Le running : une pratique massive à géométrie variable
1La course à pied fait partie des activités physiques les plus prisées des Français. Selon le baromètre du running de la Fédération française d’athlétisme (FFA) développé par Sportlab, 12 millions de nos concitoyens en seraient des adeptes réguliers (au moins une fois par semaine) en 2016. Cette massification de la pratique répond à des motivations variées, entre recherche de la performance sportive, quête d’hédonisme ou encore réponse à une forme d’injonction consistant à bouger physiquement pour bien se porter. Toutefois, cette massification du running est loin d’être uniforme socialement, avec toujours une surreprésentation des pratiquants issus des classes supérieures, alors qu’à l’inverse les inégalités de genre s’atténuent.
2Cette pratique massive du running s’accompagne d’une multiplication des courses : 6 748 ont été organisées en 2018 sous l’égide de la FFA. C’est dire combien ces manifestations sportives innervent largement les territoires et témoignent de leur dynamique associative, puisque 90 % d’entre elles environ sont organisées par des associations sportives locales. Il n’est pas rare que cette animation territoriale comporte une dimension patrimoniale et touristique, lorsque le ou les parcours proposés sont l’occasion de découvrir ou de mettre en valeur les qualités paysagères et architecturales du territoire d’inscription de la course.

* [Informations affichées]
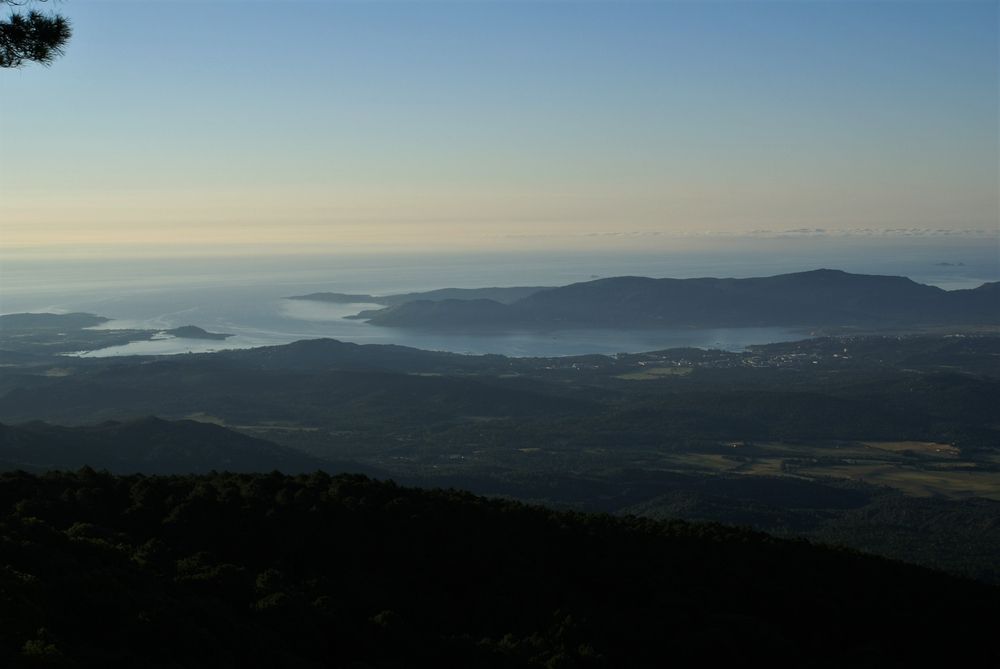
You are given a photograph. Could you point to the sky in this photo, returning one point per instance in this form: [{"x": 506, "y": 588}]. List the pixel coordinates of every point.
[{"x": 298, "y": 126}]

* [Consigne donnée] Poursuivez le texte sur le running à partir de sa dernière phrase. Les lignes constituent un matériau distinct du texte sur le running.

* [La réponse]
Le rôle de la ruralité principalement et de la latitude
3Si la sociologie des adeptes du running et leurs motivations à pratiquer cette activité ou à s’inscrire sur des épreuves longues (marathons ou ultra-trails) ont été étudiées, ainsi que les retombées économiques des grandes épreuves, les traits géographiques dessinés par cette répartition des courses à pied en France restent à explorer. Une base de données des épreuves organisées en France en 2017 a ainsi été créée, en explorant différents sites Web ayant vocation à faire connaître l’offre de courses.
4Afin de mieux comprendre l’inégale répartition des courses à pied, un modèle de régression a été testé, cherchant à expliquer les variations spatiales de la densité d’épreuves, donc le nombre de courses pour 100 000 habitants à l’échelle des 96 départements français métropolitains. Cinq jeux de variables susceptibles de rendre compte de ces variations ont été introduits dans le modèle : des variables géographiques (position en latitude et longitude, distance au littoral, altitude moyenne, ensoleillement), de peuplement (population, densité, taux urbanisation ou de population rurale, nombre et taille moyenne des communes), touristiques (offre et fréquentation touristiques), sociodémographiques (groupes d’âge, catégories socioprofessionnelles, chômage, niveau de vie) et sportives (nombre de licenciés sportifs, nombre de licenciés et de clubs FFA).
5Les résultats de cette régression montrent que les départements les plus ruraux ont tendance à avoir une densité de courses à pied supérieure, en particulier ceux situés dans la moitié méridionale de l’hexagone (figures 1 et 2), ce qui n’est pas sans lien avec l’engouement pour les courses nature. 53 % de la variance, donc des inégalités géographiques de densité de courses à pied, est expliquée par ces deux variables (proportion de population rurale et latitude), la première expliquant à elle seule quasiment la moitié de la variance.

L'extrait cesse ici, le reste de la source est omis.